Problem - List each line below in which the word "green" appears, copying every such line in full.

Material -
⁂
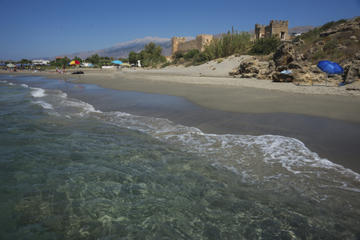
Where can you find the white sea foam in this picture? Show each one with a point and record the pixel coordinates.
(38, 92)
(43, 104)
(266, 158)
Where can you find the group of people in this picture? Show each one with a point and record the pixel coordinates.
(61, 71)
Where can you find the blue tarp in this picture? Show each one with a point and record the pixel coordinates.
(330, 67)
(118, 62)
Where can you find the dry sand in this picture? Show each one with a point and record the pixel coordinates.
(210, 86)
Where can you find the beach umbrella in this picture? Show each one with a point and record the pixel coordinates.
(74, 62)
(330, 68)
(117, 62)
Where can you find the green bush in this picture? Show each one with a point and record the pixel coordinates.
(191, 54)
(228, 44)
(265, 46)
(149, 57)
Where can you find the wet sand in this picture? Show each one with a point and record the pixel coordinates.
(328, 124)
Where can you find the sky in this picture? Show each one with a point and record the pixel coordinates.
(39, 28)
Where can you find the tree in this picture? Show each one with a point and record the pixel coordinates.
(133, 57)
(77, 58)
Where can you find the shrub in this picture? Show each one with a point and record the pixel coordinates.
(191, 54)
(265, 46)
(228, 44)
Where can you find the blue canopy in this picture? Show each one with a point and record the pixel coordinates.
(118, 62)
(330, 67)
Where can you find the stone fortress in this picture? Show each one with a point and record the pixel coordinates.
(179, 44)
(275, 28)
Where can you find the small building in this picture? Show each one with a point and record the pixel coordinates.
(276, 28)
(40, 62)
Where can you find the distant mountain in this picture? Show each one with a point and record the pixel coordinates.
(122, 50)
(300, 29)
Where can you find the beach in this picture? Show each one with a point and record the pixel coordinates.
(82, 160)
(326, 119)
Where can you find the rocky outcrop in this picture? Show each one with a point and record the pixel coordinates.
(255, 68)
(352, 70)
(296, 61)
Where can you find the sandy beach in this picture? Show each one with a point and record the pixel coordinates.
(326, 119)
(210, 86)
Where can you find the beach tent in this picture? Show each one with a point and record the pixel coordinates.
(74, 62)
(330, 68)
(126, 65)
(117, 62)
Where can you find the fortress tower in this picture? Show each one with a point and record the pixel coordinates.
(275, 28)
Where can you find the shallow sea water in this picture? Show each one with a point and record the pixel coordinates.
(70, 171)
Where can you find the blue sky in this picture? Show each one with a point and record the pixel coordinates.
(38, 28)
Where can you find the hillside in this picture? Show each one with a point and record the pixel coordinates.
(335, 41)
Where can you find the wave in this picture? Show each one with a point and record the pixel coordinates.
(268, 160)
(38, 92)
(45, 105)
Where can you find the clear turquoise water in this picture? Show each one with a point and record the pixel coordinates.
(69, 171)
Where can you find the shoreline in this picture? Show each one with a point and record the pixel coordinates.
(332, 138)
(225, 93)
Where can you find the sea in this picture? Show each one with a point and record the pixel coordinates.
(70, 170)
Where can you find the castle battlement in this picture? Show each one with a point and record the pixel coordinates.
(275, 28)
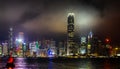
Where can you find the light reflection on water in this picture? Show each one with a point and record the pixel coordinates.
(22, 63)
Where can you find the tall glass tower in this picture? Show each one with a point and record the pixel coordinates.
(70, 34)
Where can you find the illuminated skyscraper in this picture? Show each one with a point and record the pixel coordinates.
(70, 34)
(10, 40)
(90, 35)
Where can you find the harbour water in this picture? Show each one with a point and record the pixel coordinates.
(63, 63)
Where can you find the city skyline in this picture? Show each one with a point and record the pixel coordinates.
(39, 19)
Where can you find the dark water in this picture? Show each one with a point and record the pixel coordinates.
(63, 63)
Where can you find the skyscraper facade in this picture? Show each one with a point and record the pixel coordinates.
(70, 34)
⁂
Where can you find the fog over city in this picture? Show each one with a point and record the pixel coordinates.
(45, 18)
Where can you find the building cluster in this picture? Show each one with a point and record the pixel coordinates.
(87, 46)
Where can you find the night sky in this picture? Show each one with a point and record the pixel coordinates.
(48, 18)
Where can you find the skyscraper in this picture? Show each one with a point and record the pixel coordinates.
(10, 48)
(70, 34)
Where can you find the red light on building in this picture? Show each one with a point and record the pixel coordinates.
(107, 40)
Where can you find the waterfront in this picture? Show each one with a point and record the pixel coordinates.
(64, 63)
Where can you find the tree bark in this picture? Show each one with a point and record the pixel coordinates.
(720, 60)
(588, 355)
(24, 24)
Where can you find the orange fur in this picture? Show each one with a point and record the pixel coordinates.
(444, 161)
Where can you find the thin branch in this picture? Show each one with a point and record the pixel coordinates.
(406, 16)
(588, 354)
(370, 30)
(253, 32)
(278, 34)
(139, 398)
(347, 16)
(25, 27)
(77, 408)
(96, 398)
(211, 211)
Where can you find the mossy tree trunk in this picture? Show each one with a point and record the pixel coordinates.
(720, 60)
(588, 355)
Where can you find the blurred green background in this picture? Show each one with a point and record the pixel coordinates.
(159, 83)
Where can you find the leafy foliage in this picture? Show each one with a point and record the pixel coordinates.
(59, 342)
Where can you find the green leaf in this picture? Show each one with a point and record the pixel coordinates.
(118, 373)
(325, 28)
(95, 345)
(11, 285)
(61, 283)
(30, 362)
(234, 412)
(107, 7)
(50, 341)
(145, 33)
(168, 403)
⁂
Expected answer -
Where can you find the green bush in this picture? Show each one with a point and record the pixel coordinates.
Where can you find the blurred green background in this picture? Show each one with a point and record the pixel coordinates.
Where can you find the green leaf in this picture? Show each one with a point and record the pixel coordinates.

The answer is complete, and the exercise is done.